(Records from a dataset)

---*---

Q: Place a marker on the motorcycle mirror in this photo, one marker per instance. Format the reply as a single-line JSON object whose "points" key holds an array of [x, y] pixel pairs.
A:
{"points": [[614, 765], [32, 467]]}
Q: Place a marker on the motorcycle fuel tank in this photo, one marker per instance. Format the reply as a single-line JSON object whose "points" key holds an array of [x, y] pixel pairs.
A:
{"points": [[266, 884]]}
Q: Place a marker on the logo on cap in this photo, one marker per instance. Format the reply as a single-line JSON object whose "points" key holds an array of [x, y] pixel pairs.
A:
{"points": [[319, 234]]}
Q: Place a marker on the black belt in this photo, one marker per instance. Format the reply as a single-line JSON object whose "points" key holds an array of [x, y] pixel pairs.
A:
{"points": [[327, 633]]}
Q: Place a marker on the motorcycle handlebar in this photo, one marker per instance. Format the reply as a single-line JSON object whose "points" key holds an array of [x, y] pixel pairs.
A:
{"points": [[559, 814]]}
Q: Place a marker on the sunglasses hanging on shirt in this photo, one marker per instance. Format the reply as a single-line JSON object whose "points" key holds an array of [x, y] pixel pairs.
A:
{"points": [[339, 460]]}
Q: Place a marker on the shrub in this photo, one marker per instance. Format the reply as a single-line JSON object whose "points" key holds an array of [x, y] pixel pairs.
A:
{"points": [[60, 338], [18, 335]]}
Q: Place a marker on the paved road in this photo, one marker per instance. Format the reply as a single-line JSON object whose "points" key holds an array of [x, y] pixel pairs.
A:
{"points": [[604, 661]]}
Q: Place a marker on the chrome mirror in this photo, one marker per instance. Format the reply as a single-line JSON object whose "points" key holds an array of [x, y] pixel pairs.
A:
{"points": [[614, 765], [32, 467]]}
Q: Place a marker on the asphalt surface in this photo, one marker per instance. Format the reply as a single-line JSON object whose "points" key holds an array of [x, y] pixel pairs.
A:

---*---

> _PROBLEM STATEMENT_
Return precisely the lines of the records, starting with the line that holds "Q: Place a marker on the paved" and ending with the last one.

> _ANSWER_
Q: Place a marker on the paved road in this photo, one marker per instance. Format the reply as a single-line JSON object whose "points" key holds an array of [x, y] pixel pairs.
A:
{"points": [[604, 661]]}
Q: Place a marker on the chrome mirror in this photo, one marker per instance. Format the reply as a single-line JSON object whose "points" key holds an array of [x, y] pixel pairs.
A:
{"points": [[614, 765], [32, 467]]}
Q: Place a marker on the asphalt surface in this photo, one marker per instance. Format the reply as a single-line JSON object whose "points" key holds an array of [x, y] pixel pairs.
A:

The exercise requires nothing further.